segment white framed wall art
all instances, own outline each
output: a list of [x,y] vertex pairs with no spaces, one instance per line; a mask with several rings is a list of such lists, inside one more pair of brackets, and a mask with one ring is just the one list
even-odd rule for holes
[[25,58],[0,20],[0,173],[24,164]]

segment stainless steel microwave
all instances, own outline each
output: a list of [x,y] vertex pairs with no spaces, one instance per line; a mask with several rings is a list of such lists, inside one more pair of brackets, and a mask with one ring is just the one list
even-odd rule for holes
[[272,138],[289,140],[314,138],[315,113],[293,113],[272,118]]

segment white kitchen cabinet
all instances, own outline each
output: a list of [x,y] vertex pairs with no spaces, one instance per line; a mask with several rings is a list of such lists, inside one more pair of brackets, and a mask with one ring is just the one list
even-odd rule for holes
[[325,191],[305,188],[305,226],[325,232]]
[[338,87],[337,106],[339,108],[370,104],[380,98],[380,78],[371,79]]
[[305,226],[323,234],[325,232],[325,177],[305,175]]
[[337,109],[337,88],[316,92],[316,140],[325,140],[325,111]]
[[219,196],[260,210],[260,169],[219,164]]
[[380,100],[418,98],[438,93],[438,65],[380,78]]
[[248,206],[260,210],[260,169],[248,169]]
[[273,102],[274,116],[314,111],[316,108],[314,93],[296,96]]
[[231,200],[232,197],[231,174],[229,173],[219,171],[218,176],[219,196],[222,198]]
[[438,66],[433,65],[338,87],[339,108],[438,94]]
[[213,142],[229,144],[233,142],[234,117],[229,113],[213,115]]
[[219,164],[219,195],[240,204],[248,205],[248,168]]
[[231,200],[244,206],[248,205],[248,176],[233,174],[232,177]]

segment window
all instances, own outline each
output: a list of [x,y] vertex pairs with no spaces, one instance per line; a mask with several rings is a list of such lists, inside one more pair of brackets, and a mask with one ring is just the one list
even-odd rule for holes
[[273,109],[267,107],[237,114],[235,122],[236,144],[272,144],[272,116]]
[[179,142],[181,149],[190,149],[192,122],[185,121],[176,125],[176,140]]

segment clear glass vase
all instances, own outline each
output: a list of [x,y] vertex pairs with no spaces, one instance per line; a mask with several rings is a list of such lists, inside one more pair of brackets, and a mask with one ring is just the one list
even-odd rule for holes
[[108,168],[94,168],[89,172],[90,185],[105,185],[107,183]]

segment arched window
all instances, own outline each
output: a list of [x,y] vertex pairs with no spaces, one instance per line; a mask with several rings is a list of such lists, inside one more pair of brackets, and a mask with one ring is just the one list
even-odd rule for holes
※
__Exercise__.
Repeat exactly, and only, the lines from the line with "segment window" through the end of the listing above, both ends included.

__Solution for this problem__.
segment window
all instances, own outline each
output: a list of [x,y] vertex pairs with no spaces, one instance per line; a mask with several rings is a list of such lists, inside one more pair of brackets, and a mask with one ring is just the one list
even-odd rule for holes
[[273,109],[267,107],[237,114],[235,122],[236,144],[272,144],[272,116]]
[[179,142],[181,149],[190,149],[192,122],[185,121],[176,125],[176,140]]

segment clear glass vase
all instances, own outline each
output: a list of [x,y] vertex pairs with no spaces, one instance per line; a mask with several rings is a list of such lists, inside one more pair of brackets, and a mask with one ring is just the one list
even-odd rule for holes
[[108,168],[94,168],[89,172],[90,185],[105,185],[107,183]]

segment arched window
all instances, own outline each
output: a list of [x,y] vertex pairs with no spaces, one instance per line; a mask with several rings is a list of such lists, inside one more pair of brackets, and a mask with one ring is just the one list
even-odd rule for holes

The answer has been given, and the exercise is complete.